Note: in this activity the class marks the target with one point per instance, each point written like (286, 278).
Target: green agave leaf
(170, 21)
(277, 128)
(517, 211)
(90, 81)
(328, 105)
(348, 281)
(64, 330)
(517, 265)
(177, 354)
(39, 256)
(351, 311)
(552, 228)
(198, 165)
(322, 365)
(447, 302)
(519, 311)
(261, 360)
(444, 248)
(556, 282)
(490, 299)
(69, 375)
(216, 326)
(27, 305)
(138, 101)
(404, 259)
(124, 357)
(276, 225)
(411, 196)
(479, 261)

****************************************

### Objective
Output every line of the entries above as a Markdown table with two columns, Row and Line, numbering the rows and leaving out any blank lines.

### Task solution
| Row | Line |
|---|---|
| 1 | Note: in this activity the class marks the target with one point per instance, each point written like (286, 278). |
| 2 | Target: green agave leaf |
| 3 | (170, 21) |
| 4 | (277, 128) |
| 5 | (517, 211) |
| 6 | (90, 81) |
| 7 | (328, 105) |
| 8 | (348, 281) |
| 9 | (64, 330) |
| 10 | (517, 265) |
| 11 | (177, 354) |
| 12 | (39, 256) |
| 13 | (351, 311) |
| 14 | (552, 228) |
| 15 | (198, 165) |
| 16 | (322, 365) |
| 17 | (447, 302) |
| 18 | (519, 311) |
| 19 | (261, 360) |
| 20 | (444, 248) |
| 21 | (556, 282) |
| 22 | (490, 299) |
| 23 | (69, 375) |
| 24 | (216, 326) |
| 25 | (27, 305) |
| 26 | (138, 101) |
| 27 | (404, 259) |
| 28 | (124, 357) |
| 29 | (276, 225) |
| 30 | (411, 196) |
| 31 | (479, 261) |